►

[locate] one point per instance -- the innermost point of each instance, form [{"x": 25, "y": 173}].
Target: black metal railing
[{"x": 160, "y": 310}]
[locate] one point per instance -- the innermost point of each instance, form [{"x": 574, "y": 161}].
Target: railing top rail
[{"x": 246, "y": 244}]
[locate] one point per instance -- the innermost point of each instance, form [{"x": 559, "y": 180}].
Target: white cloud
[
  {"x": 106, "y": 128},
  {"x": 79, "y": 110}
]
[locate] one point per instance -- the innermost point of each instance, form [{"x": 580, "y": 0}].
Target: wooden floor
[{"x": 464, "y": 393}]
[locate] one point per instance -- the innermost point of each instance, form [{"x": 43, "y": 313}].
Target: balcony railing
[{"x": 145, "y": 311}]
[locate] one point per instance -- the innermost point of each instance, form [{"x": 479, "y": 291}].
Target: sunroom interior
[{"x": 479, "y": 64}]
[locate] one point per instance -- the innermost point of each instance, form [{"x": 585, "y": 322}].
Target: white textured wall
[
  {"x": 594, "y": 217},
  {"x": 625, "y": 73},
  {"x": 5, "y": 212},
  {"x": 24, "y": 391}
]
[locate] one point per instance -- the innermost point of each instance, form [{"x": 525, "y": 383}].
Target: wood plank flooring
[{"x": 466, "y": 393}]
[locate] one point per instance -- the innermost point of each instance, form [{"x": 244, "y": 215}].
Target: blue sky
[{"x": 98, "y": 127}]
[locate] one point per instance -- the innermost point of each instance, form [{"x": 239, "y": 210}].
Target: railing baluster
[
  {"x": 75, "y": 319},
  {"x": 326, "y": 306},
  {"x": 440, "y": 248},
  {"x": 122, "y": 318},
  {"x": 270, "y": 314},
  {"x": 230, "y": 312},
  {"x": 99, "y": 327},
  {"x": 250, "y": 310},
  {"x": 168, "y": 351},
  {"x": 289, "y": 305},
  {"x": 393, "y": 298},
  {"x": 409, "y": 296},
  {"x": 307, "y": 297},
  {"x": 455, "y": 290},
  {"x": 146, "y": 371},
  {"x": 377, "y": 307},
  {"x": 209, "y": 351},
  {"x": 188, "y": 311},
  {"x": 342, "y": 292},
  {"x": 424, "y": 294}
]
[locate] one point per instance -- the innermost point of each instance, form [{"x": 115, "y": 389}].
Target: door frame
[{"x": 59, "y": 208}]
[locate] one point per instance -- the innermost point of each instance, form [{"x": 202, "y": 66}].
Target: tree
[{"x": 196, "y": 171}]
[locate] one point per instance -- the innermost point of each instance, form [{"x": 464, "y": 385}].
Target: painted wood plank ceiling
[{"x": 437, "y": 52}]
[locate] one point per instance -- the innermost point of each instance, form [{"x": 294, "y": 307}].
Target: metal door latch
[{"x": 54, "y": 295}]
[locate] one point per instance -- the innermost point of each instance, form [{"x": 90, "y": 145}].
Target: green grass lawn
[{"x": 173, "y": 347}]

◄

Exercise prompt
Every entry should be printed again exactly as it stands.

Full response
[locate] one point per instance -- the innermost point of each instance, form [{"x": 25, "y": 173}].
Target: black metal railing
[{"x": 160, "y": 310}]
[locate] one point per instance -- the innermost point of each instance, form [{"x": 574, "y": 161}].
Target: railing top rail
[{"x": 246, "y": 244}]
[locate] one point per instance -- the innermost point of each instance, form [{"x": 559, "y": 180}].
Target: white cloud
[
  {"x": 106, "y": 128},
  {"x": 79, "y": 110}
]
[locate] one point per instance -- the innermost point of each instance, form [{"x": 580, "y": 0}].
Target: wooden floor
[{"x": 464, "y": 393}]
[locate] one point per instance -- the innermost point of each instance, form [{"x": 43, "y": 313}].
Target: balcony railing
[{"x": 145, "y": 311}]
[locate] one point per instance -- the innermost point of each instance, form [{"x": 479, "y": 291}].
Target: sunroom interior
[{"x": 479, "y": 64}]
[locate] one point per instance -- the innermost point of each instance, form [{"x": 585, "y": 322}].
Target: white textured wall
[
  {"x": 594, "y": 217},
  {"x": 625, "y": 73},
  {"x": 5, "y": 212},
  {"x": 24, "y": 391}
]
[locate] one point per instance -- the innermost point of each instance, form [{"x": 525, "y": 383}].
Target: wood plank flooring
[{"x": 466, "y": 393}]
[locate] one point per instance -- the innermost point of each instance, form [{"x": 244, "y": 215}].
Target: blue sky
[{"x": 98, "y": 127}]
[locate] one point per instance -- the innermost point of each instance, form [{"x": 239, "y": 210}].
Target: railing baluster
[
  {"x": 75, "y": 319},
  {"x": 326, "y": 306},
  {"x": 440, "y": 248},
  {"x": 122, "y": 318},
  {"x": 270, "y": 314},
  {"x": 230, "y": 312},
  {"x": 99, "y": 327},
  {"x": 250, "y": 310},
  {"x": 168, "y": 351},
  {"x": 289, "y": 305},
  {"x": 393, "y": 298},
  {"x": 409, "y": 296},
  {"x": 307, "y": 297},
  {"x": 455, "y": 290},
  {"x": 146, "y": 371},
  {"x": 377, "y": 307},
  {"x": 209, "y": 351},
  {"x": 188, "y": 311},
  {"x": 342, "y": 292},
  {"x": 424, "y": 294}
]
[locate] one point per instance -- the innermost point of each instance, form [{"x": 115, "y": 389}].
Target: door frame
[{"x": 59, "y": 208}]
[locate] one point per instance -- the innermost point of each instance, form [{"x": 202, "y": 66}].
Target: tree
[{"x": 196, "y": 171}]
[locate] one point per instance -- the innermost point of each instance, form [{"x": 464, "y": 385}].
Target: painted wood plank ceiling
[{"x": 437, "y": 52}]
[locate] one point per instance -- the innermost point of each instance, form [{"x": 294, "y": 307}].
Target: metal door latch
[{"x": 54, "y": 295}]
[locate] one point per instance -- the innermost point of each instance, form [{"x": 90, "y": 145}].
Target: green grass lawn
[{"x": 173, "y": 347}]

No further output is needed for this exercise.